DATA FOR PROCESSING:
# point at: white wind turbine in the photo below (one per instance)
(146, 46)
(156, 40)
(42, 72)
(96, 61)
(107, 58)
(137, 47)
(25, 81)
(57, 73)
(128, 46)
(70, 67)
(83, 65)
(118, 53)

AIM:
Reproduce the data above, substituting "wind turbine" for "white wind turbine" and keeping everything else unchanged.

REPLY:
# point at: wind turbine in the photo below (one per instance)
(146, 46)
(156, 40)
(42, 72)
(96, 61)
(107, 58)
(137, 47)
(25, 81)
(57, 73)
(128, 46)
(70, 67)
(83, 65)
(118, 53)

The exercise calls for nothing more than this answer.